# MATERIAL TO PROCESS:
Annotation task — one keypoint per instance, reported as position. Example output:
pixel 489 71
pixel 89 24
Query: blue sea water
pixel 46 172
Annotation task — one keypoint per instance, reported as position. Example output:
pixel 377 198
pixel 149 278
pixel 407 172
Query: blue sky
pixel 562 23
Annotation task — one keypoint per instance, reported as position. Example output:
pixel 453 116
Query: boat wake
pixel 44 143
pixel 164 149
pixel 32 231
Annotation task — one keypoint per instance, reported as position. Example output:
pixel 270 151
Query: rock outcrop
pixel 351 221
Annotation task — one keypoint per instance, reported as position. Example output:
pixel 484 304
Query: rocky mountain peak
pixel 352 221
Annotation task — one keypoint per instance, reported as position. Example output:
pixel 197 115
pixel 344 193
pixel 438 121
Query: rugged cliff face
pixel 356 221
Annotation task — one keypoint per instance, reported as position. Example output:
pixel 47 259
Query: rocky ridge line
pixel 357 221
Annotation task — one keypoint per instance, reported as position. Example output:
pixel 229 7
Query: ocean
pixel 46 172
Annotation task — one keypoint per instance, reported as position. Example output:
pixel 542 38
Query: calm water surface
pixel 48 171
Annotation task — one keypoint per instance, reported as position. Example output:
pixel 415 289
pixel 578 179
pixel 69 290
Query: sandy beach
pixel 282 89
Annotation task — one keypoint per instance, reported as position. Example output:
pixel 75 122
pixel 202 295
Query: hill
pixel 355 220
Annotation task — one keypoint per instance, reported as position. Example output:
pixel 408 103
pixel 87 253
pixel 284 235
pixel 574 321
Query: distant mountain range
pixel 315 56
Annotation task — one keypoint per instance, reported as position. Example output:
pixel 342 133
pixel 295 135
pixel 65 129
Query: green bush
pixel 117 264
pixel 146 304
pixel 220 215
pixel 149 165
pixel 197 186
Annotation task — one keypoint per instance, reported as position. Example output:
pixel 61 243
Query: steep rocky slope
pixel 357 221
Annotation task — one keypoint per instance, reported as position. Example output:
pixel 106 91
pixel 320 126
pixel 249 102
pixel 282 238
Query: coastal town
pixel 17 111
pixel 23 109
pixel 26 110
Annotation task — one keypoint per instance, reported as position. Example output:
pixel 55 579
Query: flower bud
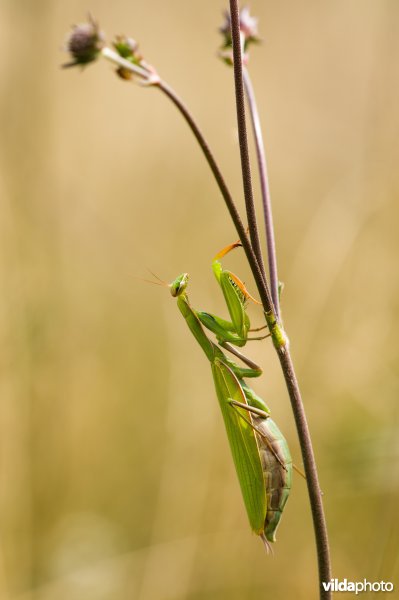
pixel 127 48
pixel 249 34
pixel 85 43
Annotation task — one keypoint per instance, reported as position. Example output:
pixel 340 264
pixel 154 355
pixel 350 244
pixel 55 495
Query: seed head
pixel 249 32
pixel 85 43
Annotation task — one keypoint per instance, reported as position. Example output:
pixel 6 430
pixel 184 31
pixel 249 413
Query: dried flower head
pixel 85 43
pixel 249 34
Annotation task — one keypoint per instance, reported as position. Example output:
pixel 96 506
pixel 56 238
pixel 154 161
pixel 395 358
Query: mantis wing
pixel 243 445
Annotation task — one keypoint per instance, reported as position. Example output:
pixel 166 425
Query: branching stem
pixel 319 522
pixel 265 191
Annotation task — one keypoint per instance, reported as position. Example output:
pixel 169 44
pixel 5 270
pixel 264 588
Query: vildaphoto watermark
pixel 335 585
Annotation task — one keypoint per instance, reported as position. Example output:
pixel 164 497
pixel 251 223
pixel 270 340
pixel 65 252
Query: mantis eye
pixel 178 286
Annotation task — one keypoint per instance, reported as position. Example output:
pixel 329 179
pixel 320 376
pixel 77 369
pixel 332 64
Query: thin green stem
pixel 265 190
pixel 281 341
pixel 261 284
pixel 242 134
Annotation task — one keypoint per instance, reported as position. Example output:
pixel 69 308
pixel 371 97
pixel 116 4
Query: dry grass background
pixel 115 477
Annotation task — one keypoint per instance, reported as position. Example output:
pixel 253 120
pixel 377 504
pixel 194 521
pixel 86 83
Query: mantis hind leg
pixel 247 361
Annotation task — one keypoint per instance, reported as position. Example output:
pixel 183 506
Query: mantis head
pixel 178 286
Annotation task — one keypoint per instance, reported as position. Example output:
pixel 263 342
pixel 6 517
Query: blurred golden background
pixel 116 480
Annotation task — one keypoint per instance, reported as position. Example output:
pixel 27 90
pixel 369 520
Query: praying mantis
pixel 260 452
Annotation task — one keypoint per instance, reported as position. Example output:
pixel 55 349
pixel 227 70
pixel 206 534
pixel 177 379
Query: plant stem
pixel 316 503
pixel 309 462
pixel 242 135
pixel 151 78
pixel 265 190
pixel 248 249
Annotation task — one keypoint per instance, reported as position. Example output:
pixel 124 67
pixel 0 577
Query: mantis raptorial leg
pixel 264 472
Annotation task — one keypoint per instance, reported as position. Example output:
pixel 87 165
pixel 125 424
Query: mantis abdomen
pixel 277 470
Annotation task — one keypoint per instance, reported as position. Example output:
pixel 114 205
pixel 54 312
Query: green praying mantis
pixel 260 452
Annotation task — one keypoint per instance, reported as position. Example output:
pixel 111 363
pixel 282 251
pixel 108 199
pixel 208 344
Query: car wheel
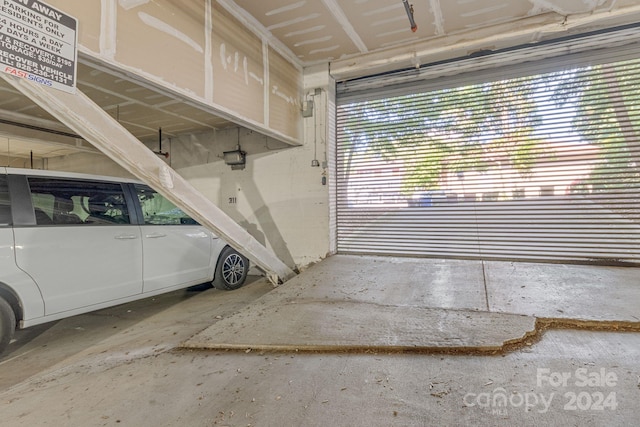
pixel 231 270
pixel 7 325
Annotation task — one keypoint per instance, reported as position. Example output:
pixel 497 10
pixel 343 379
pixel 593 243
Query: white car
pixel 73 243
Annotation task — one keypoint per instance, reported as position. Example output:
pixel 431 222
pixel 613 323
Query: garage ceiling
pixel 309 31
pixel 325 30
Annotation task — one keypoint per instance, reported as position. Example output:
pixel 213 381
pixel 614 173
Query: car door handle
pixel 126 237
pixel 155 235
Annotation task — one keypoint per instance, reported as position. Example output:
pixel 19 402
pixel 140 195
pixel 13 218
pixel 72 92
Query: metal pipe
pixel 409 8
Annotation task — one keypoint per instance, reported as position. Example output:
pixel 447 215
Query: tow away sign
pixel 38 43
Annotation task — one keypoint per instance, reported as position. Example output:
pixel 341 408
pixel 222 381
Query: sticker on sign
pixel 39 43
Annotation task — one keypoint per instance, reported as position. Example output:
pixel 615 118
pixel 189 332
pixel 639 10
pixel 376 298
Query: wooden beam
pixel 88 120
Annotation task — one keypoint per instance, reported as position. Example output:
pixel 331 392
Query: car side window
pixel 158 210
pixel 67 202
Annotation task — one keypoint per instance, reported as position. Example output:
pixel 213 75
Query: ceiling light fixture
pixel 409 8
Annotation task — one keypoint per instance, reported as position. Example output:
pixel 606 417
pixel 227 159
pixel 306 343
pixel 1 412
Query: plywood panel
pixel 285 94
pixel 238 69
pixel 165 39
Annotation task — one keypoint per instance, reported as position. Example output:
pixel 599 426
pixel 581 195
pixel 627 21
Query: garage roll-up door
pixel 531 154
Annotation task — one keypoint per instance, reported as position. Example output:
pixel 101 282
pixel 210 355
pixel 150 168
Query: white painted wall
pixel 279 198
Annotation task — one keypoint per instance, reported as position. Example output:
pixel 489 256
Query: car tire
pixel 231 270
pixel 7 325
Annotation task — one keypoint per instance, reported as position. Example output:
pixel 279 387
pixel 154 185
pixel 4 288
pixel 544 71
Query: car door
pixel 176 249
pixel 75 261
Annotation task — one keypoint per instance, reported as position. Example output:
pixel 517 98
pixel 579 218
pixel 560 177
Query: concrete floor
pixel 351 341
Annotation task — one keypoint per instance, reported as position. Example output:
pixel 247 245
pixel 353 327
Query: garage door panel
pixel 540 162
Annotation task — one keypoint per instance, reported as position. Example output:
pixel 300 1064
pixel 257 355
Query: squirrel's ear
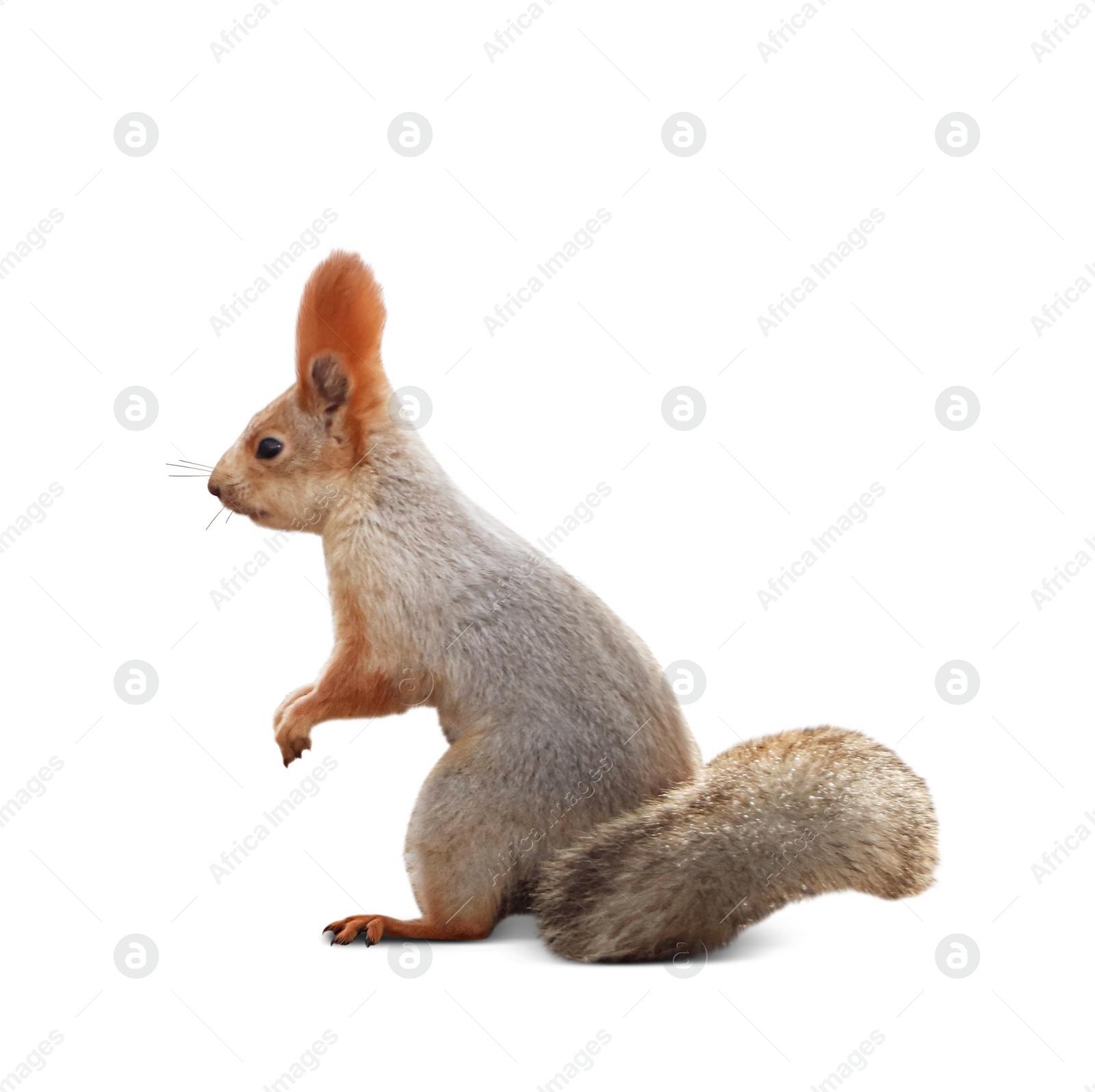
pixel 339 331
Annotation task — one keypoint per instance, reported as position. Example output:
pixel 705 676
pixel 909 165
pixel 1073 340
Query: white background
pixel 526 149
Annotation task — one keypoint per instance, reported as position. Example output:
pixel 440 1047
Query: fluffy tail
pixel 764 824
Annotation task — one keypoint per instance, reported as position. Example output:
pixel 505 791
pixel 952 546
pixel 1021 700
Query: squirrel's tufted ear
pixel 339 331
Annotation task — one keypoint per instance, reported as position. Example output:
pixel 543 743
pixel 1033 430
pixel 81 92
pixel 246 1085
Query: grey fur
pixel 764 824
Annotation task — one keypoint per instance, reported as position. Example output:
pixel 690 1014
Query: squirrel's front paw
pixel 294 741
pixel 288 700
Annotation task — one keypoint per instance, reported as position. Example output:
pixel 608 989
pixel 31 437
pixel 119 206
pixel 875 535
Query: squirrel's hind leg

# REQUIREMENT:
Reproduce the records character for character, starting at their first line and stopping after the line that contains "pixel 352 221". Include both of those lines.

# TASK SOLUTION:
Annotation task — one keypoint per instance, reported as position. Example output:
pixel 489 71
pixel 89 24
Query: blue sea water
pixel 46 172
Annotation task — one keypoint per instance, reported as position. Example output:
pixel 377 198
pixel 149 278
pixel 407 172
Query: blue sky
pixel 562 23
Annotation task — one keypoint per instance, reported as position. Example output:
pixel 453 116
Query: boat wake
pixel 44 143
pixel 164 149
pixel 32 231
Annotation task — one keypoint per instance, reported as position. Example output:
pixel 270 151
Query: rock outcrop
pixel 351 221
Annotation task — one keypoint per instance, reported as position. Example output:
pixel 484 304
Query: rocky mountain peak
pixel 352 221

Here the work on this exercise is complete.